--- START Raw records ---

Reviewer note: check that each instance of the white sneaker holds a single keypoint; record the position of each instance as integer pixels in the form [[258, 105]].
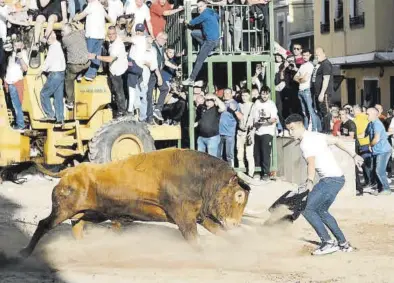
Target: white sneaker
[[327, 248], [346, 247]]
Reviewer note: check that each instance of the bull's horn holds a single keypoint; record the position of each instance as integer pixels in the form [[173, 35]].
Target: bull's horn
[[244, 181]]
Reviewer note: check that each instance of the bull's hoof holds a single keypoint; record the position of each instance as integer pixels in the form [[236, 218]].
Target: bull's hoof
[[26, 252]]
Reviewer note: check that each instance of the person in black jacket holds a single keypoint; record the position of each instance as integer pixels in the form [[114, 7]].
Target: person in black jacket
[[208, 124]]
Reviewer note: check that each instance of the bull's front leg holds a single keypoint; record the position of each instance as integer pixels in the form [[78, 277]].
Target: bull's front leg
[[184, 214], [212, 227]]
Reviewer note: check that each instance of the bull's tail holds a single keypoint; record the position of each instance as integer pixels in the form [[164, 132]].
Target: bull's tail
[[45, 171]]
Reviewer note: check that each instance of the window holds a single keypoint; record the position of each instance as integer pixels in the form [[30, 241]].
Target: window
[[281, 33], [391, 91], [351, 91], [371, 93], [357, 14], [325, 17], [338, 21]]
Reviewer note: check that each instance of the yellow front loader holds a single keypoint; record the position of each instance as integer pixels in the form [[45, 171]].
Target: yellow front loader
[[89, 130]]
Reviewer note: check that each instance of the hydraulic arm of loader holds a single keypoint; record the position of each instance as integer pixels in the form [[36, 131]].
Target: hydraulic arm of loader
[[14, 147]]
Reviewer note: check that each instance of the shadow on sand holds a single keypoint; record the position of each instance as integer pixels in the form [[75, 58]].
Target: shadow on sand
[[14, 268]]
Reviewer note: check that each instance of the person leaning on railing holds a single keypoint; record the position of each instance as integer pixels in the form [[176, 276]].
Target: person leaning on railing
[[208, 37]]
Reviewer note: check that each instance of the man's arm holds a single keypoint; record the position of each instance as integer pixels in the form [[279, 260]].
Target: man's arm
[[253, 2], [326, 80], [159, 77], [107, 59], [64, 11], [150, 28], [198, 20], [311, 169], [331, 140], [172, 12], [219, 103], [375, 140], [80, 16]]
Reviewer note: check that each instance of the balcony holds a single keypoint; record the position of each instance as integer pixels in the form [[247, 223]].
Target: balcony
[[324, 28], [338, 24], [357, 21]]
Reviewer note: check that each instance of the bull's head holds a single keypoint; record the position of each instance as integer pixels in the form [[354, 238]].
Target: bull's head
[[229, 203]]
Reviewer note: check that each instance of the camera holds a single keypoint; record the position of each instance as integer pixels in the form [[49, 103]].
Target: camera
[[148, 3]]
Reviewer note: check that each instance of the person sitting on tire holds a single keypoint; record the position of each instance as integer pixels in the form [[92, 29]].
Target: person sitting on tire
[[55, 66], [52, 11]]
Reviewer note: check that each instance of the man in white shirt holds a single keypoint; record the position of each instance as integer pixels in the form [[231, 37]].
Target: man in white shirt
[[4, 13], [118, 66], [115, 9], [303, 77], [141, 14], [55, 66], [95, 32], [315, 149], [263, 124], [150, 68], [137, 54], [17, 65], [246, 107]]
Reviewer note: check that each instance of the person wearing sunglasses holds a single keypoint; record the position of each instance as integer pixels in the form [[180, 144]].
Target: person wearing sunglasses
[[297, 52]]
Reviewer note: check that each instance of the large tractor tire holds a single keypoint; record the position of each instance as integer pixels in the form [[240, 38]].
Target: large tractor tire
[[119, 139]]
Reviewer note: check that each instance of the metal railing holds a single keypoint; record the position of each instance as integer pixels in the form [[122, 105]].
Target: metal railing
[[324, 28], [338, 24], [357, 21], [242, 30]]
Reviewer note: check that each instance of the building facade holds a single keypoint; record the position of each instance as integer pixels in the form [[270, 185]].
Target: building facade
[[294, 22], [358, 37]]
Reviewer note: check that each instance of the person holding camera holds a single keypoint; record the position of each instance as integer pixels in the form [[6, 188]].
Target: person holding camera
[[242, 146], [158, 12], [207, 121], [263, 128], [55, 66], [303, 77], [16, 67], [141, 14]]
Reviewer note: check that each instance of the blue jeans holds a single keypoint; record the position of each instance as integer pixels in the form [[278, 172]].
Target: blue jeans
[[53, 86], [207, 46], [16, 103], [381, 161], [305, 98], [94, 46], [316, 210], [209, 144], [141, 94], [229, 142]]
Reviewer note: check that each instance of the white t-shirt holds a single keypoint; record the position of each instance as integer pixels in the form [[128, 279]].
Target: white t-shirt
[[95, 20], [138, 49], [118, 50], [306, 68], [14, 71], [141, 14], [4, 13], [264, 110], [315, 144], [151, 57], [55, 60], [115, 9]]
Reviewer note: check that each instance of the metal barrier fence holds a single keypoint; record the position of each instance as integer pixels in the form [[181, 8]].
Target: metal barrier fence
[[242, 29]]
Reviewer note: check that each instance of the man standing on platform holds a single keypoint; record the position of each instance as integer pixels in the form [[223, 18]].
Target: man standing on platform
[[207, 38]]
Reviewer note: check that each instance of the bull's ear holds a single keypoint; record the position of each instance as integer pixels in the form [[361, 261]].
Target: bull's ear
[[234, 180]]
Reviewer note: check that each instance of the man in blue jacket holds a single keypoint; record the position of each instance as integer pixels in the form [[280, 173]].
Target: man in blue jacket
[[208, 37]]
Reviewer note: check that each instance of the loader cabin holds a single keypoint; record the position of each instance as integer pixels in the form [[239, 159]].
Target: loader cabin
[[90, 120], [86, 131]]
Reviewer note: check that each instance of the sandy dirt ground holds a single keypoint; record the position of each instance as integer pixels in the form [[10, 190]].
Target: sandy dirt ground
[[156, 252]]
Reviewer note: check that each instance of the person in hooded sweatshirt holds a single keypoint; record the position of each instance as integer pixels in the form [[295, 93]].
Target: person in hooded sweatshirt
[[207, 37]]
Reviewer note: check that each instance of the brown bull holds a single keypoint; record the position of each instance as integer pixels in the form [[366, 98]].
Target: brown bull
[[183, 187]]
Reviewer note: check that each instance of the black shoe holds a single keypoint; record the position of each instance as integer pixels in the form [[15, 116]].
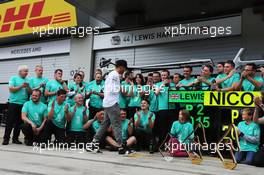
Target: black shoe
[[28, 143], [94, 148], [17, 142], [5, 142]]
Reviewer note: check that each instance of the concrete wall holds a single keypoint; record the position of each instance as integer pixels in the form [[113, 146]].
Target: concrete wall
[[253, 34], [81, 56]]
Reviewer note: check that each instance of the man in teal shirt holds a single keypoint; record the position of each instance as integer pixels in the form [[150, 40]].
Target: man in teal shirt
[[123, 98], [58, 113], [248, 80], [78, 115], [39, 82], [54, 85], [166, 111], [187, 73], [227, 81], [34, 115], [249, 138], [96, 94], [19, 92]]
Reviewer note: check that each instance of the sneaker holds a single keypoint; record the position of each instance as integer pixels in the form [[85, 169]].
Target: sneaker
[[94, 148], [17, 142], [5, 142]]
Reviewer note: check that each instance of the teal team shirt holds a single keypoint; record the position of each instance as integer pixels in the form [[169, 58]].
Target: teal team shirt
[[53, 86], [76, 88], [163, 97], [35, 82], [36, 112], [144, 123], [21, 96], [96, 125], [153, 106], [248, 86], [251, 129], [135, 100], [77, 119], [123, 100], [229, 82], [186, 82], [95, 100], [181, 131], [58, 119], [206, 86]]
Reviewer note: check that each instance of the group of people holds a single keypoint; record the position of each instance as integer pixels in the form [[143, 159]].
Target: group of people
[[121, 111]]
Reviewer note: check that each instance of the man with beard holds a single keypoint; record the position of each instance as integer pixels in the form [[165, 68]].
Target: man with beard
[[34, 114]]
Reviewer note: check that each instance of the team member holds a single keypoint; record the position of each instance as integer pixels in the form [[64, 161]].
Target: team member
[[135, 94], [96, 93], [34, 115], [258, 118], [78, 115], [187, 74], [85, 84], [77, 87], [156, 77], [19, 91], [144, 123], [111, 106], [205, 80], [39, 82], [123, 98], [166, 110], [226, 81], [127, 131], [248, 80], [54, 85], [57, 114], [149, 93], [249, 138], [182, 130], [220, 68], [176, 79]]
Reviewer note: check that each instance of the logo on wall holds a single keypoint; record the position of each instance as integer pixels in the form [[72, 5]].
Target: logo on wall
[[21, 17], [116, 40]]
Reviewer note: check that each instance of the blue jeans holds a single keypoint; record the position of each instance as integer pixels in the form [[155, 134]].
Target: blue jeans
[[245, 157]]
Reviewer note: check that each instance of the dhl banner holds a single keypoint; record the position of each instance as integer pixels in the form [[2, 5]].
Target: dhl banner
[[20, 17], [214, 98]]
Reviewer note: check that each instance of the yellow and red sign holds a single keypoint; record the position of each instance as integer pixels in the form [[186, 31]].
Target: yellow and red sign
[[23, 17]]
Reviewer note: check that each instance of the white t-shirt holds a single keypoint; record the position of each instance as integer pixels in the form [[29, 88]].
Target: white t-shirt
[[111, 89]]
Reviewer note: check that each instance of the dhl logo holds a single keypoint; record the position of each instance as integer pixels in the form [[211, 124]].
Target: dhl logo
[[21, 17]]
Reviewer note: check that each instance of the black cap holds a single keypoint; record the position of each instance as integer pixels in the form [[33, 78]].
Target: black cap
[[121, 63]]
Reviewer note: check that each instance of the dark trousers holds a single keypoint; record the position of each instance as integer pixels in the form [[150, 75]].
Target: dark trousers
[[163, 123], [29, 134], [93, 111], [76, 137], [13, 121], [50, 129]]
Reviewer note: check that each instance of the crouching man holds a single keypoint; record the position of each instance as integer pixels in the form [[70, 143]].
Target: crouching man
[[249, 138], [78, 115], [34, 115]]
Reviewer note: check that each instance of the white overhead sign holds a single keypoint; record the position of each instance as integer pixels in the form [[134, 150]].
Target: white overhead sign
[[223, 27], [38, 49]]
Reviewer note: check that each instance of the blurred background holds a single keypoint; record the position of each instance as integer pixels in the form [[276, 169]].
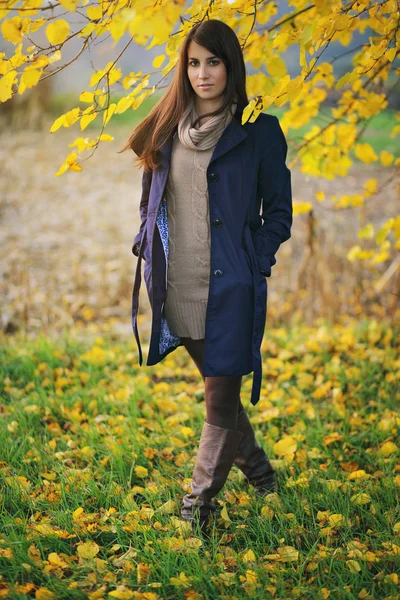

--- END Raw records ---

#### [Set task]
Please repeat the part of the records that opens with the line containing "Reviewer note: check that each instance of the group" and closes with the line containing "[[34, 114]]", substituting "bearded man" for "man with beard" and leaving everything else unchanged.

#### [Exercise result]
Reviewer note: check that each instance of the group of people holds a single keypoint; record the position of each instance as integer pixels in the form [[143, 159]].
Target: group of people
[[121, 111]]
Reviewer note: check that each instance of the bearded man holds a single keypoint; record the position of each instance as integer pixels in the form [[165, 68]].
Target: bearded man
[[34, 114]]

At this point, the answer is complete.